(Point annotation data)
###
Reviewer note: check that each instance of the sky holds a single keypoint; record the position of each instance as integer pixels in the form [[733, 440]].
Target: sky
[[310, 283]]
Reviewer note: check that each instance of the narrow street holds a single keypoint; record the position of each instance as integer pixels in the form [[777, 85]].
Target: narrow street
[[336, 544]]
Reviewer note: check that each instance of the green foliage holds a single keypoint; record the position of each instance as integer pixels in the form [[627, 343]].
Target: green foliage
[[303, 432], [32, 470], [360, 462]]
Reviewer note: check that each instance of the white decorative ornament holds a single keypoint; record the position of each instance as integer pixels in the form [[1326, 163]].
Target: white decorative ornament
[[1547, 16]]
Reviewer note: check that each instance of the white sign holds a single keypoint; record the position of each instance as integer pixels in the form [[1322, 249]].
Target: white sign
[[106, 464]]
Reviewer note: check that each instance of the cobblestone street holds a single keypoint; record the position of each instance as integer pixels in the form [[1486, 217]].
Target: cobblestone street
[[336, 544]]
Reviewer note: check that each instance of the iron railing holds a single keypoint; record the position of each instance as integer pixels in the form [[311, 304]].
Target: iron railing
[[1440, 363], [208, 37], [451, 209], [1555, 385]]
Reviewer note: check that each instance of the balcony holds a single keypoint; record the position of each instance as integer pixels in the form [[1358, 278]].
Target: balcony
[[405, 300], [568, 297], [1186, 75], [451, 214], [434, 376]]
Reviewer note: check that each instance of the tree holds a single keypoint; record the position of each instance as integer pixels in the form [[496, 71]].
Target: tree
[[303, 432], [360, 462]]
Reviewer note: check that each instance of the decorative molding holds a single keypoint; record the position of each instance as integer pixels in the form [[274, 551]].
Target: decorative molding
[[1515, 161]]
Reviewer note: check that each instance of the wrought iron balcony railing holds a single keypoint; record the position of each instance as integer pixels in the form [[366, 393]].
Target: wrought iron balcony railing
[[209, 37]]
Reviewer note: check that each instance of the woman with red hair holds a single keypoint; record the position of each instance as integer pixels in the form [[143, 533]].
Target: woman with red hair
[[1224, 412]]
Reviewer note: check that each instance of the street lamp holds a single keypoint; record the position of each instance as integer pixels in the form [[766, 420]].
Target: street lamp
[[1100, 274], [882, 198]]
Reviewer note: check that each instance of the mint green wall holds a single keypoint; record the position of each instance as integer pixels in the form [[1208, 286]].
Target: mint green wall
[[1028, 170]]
###
#### Set problem:
Rescale the material from the line containing "Reviewer note: check that each instance of the decorative" through the end of the material, both ends included, and write out every line of that span again. Multiply each point coordinate in the answers by 2.55 and round to whole numbers with halves rounded up, leaving all numbers outside the answers unchanged.

#### Output of the exercise:
Reviewer note: check that each instance of the decorative molding holds a single keypoint; record the position of each instance as integer pixels in the form [[274, 551]].
Target: decorative molding
[[3863, 411]]
Reviewer note: check that each instance of the wrought iron balcony railing holds a single keypoint; record the position of each instance as integer pixels in the form [[366, 393]].
Target: wrought iron balcony railing
[[533, 94]]
Reviewer note: check that each instance of the woman with red hair holds a single keypoint; record the position of each instance as integer pixels in the form [[143, 533]].
Target: woman with red hair
[[3121, 1051]]
Reviewer note: check that each instance of the street lamp holds a single keypoint; record the position of each instance as integer pixels in the form [[766, 420]].
Target: street lamp
[[2805, 699], [2249, 505]]
Reviewer note: check that each instance of the mint green wall holds a single keypoint; record the position of each instance as integer pixels in the form [[1208, 286]].
Target: mint green wall
[[2621, 434]]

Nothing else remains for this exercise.